--- Exercise inputs Enclosed Below ---

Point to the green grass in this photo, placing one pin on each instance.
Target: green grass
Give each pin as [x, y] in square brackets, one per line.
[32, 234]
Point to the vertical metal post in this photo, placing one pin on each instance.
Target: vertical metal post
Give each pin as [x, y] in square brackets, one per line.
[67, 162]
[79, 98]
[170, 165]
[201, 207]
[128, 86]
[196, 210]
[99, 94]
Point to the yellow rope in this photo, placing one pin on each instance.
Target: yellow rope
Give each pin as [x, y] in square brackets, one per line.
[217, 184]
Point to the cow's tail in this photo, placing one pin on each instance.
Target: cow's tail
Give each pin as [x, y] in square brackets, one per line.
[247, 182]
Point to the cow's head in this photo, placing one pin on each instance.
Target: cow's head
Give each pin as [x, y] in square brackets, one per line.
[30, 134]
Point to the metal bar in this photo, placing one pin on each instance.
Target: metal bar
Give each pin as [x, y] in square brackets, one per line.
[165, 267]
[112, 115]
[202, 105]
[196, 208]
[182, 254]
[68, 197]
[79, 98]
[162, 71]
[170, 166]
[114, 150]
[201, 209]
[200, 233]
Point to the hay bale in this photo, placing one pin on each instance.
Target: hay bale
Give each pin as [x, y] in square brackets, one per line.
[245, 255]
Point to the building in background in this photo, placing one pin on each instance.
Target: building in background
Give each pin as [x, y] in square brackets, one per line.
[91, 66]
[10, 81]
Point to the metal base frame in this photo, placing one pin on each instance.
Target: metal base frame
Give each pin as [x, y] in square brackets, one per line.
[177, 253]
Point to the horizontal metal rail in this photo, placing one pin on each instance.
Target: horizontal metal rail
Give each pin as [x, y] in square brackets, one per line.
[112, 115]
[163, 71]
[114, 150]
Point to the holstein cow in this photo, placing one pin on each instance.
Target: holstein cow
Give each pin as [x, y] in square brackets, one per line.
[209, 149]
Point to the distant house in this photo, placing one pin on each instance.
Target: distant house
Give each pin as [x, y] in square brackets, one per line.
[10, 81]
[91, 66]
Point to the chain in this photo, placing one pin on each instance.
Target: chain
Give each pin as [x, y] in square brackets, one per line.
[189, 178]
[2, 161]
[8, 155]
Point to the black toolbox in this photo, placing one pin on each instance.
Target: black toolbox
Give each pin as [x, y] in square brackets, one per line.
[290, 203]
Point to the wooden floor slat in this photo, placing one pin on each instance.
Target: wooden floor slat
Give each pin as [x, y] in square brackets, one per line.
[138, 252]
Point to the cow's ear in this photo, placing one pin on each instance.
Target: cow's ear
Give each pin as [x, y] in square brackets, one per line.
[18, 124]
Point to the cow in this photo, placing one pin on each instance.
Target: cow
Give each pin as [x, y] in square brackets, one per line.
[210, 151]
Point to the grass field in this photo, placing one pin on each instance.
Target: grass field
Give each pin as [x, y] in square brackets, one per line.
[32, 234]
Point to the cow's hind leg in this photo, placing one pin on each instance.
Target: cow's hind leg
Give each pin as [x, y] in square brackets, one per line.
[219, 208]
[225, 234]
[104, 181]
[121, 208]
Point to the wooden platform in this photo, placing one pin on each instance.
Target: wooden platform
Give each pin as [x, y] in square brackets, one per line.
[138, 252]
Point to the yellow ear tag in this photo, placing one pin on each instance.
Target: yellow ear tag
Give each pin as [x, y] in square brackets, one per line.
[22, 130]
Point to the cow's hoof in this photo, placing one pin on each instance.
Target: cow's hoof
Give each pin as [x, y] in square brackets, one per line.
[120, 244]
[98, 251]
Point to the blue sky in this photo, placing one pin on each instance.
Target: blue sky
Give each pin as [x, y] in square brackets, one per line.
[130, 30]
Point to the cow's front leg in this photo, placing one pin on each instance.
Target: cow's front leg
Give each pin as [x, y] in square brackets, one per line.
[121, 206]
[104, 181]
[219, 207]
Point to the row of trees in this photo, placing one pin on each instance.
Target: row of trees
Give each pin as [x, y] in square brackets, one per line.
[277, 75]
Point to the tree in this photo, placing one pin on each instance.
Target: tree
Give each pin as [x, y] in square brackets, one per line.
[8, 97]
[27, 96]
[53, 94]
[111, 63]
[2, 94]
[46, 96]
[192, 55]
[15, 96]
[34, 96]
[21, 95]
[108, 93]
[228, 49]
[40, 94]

--- End of Enclosed Exercise inputs ---

:: Task requirements ::
In the material above, find each line containing the word "holstein" and copy it.

:: Solution to this task ::
Point to the holstein cow in this photo, placing one pin on each instance.
Target: holstein cow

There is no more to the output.